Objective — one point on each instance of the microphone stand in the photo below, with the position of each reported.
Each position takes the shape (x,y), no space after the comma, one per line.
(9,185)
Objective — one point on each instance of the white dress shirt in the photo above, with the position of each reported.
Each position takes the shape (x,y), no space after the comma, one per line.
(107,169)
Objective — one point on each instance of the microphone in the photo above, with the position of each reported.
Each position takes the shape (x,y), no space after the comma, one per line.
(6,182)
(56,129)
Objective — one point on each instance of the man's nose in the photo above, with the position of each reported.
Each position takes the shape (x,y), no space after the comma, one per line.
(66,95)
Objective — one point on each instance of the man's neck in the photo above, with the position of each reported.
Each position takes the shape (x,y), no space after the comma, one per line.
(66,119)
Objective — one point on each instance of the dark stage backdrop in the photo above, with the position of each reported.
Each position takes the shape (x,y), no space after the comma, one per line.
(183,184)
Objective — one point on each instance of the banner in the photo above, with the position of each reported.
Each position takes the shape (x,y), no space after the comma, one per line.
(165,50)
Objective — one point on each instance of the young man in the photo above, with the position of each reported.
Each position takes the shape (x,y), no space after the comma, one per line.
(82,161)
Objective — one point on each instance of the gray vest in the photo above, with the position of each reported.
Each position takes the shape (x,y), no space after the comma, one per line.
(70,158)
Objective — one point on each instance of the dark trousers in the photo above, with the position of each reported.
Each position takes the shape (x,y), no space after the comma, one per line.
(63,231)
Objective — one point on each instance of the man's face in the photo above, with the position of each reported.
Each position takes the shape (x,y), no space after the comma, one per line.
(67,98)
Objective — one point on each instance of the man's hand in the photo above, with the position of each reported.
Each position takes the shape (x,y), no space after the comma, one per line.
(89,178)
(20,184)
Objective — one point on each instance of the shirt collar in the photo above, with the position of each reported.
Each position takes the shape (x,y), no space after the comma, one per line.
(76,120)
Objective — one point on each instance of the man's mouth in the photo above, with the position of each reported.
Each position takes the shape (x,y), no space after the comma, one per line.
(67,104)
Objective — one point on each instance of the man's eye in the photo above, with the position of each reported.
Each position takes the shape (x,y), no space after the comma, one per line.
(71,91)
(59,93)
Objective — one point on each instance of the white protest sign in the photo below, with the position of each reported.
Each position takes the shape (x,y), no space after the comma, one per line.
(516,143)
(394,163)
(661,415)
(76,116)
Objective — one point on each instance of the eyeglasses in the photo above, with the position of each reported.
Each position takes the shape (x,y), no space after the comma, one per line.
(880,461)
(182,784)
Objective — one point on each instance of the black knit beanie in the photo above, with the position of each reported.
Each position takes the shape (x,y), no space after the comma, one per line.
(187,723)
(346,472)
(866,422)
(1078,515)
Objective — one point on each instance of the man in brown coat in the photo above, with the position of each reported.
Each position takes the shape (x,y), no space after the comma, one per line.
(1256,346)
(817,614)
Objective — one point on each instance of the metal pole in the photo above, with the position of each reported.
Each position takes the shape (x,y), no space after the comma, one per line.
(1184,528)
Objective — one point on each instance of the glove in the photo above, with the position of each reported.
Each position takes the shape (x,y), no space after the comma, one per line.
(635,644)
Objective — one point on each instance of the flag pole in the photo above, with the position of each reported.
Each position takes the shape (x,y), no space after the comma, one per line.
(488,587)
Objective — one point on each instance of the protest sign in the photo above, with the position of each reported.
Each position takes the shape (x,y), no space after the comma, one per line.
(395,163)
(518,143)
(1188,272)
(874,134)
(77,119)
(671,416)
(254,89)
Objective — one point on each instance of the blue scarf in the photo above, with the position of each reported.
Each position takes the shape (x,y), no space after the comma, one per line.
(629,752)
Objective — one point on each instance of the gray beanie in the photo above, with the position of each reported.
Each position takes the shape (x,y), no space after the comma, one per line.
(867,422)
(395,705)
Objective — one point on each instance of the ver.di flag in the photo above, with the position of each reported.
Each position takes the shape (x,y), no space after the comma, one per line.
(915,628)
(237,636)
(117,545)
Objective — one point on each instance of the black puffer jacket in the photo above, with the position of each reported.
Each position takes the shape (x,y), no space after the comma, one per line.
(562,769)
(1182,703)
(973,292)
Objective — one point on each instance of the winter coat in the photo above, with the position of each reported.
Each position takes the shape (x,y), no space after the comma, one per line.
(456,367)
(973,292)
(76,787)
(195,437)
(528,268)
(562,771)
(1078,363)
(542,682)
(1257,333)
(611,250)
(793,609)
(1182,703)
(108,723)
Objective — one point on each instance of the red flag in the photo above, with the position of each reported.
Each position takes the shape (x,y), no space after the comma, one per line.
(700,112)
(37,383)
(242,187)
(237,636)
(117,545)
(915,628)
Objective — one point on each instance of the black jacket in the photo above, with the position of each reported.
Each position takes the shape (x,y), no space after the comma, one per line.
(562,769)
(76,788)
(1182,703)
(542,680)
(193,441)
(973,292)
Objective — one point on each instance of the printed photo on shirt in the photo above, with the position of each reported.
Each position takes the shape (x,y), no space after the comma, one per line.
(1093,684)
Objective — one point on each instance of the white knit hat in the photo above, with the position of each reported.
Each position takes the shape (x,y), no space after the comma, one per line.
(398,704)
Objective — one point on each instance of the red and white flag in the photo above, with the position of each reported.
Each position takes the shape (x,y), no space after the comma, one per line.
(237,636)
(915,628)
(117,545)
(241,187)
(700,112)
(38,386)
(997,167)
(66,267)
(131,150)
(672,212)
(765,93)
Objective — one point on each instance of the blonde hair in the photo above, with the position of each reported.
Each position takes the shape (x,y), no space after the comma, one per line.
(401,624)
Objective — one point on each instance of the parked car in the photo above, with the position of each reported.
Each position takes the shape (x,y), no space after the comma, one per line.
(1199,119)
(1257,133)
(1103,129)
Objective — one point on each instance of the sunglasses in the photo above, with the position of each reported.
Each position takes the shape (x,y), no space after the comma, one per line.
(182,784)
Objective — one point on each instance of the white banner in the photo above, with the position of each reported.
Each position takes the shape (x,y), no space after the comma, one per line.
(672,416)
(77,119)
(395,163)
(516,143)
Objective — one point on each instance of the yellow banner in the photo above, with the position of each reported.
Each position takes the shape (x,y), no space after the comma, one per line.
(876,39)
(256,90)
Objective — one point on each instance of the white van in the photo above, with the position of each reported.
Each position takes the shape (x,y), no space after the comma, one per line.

+-------+

Task instructions. Copy out the records from the line containing "Objective — one point on each instance of the white banner" up to and including the last line of the records, requests included. Scale every x and y coordinate in the answers by 0.6, rounding each to a whole number with halves rounded up.

Right answer.
Objective — one point on each instance of the white banner in the photo above, with the position of each reported.
Each position takes the shape (x,y), no space after the comma, one per line.
(403,250)
(46,71)
(237,98)
(310,86)
Objective — one point on each instance of the yellow banner in the photo above, with the position of each reported.
Each position takes the shape (x,y), no space after the comma, one per line.
(526,23)
(154,54)
Objective — one point on each instance of the white van in the photo above, with the position of each reported.
Each position takes the shape (x,y), no space after the comma, one per line.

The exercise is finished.